Could you retype, exactly as written, every line from the top of the records through the line that contains "[locate] the white wall"?

> PROVIDED RECORDS
******
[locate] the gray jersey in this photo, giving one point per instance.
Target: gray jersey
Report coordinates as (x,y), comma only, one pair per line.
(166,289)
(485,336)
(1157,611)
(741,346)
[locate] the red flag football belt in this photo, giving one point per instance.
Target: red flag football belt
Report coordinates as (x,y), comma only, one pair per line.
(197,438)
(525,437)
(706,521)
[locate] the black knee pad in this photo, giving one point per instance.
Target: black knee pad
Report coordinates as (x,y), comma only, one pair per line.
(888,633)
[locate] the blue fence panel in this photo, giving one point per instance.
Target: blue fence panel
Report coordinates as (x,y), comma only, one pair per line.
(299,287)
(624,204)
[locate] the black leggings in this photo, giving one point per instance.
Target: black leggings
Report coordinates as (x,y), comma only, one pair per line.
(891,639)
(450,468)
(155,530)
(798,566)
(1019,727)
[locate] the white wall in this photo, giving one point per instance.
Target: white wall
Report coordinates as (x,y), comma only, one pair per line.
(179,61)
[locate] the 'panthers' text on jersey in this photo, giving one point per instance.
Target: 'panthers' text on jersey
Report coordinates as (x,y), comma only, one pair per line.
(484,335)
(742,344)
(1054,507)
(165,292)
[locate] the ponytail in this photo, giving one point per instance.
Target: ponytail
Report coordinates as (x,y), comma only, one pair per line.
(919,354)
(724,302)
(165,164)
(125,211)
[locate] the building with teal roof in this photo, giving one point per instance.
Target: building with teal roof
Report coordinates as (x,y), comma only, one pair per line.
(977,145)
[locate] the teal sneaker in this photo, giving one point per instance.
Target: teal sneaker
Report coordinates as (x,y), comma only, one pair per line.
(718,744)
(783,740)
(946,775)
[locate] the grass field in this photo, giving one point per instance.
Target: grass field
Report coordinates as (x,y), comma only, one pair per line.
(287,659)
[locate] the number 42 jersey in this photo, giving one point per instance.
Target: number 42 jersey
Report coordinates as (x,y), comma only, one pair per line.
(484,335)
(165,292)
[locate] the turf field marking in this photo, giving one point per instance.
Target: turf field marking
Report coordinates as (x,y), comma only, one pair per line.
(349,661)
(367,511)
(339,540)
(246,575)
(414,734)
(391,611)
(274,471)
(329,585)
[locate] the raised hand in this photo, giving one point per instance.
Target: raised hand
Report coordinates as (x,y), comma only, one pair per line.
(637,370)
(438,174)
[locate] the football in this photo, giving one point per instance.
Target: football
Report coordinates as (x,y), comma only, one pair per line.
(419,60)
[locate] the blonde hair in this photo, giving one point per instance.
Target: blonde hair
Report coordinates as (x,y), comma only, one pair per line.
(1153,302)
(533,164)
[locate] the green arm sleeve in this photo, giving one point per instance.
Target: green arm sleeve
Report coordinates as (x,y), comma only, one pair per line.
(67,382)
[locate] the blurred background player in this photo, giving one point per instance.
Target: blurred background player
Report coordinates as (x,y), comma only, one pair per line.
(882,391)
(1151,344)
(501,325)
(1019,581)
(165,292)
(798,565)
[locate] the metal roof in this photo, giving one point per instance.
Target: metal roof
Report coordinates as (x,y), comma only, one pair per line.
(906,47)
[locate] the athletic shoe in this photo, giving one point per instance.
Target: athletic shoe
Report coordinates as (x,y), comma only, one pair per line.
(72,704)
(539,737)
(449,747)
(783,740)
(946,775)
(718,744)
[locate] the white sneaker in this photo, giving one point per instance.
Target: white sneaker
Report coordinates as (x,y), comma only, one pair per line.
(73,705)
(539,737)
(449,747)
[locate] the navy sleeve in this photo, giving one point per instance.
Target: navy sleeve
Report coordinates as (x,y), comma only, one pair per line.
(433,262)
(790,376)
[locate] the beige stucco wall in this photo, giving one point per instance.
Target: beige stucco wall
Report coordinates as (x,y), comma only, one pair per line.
******
> EXERCISE SOLUTION
[locate] the gray jersey in this photo, giving one point per instance.
Target: gray jersey
Report coordinates as (x,y), comma only, one pair per line.
(166,289)
(485,336)
(1157,611)
(741,346)
[locate] the red flag football belt in this photo, giving one point per instance.
Target: red flag football belt
Report coordinates as (x,y), comma only, one pair per line.
(197,438)
(525,437)
(706,521)
[locate] the black knee pad in this photo, giving one point per instance.
Target: black knee pad
Report coordinates as (x,y), comma only, one pair per line.
(888,633)
[locate] the blue fence panel in this photo, giving one point per instance.
Target: blue fence panel
Report coordinates as (x,y), comma only, one pair per line.
(299,287)
(624,204)
[locate] the black leggings in this photo, giving one point per instance.
Target: black leggings
Report coordinates as (x,y), comma only, one pair per line.
(891,639)
(450,468)
(155,530)
(798,566)
(1019,727)
[locate] the white wall in this photo, giving one point per instance.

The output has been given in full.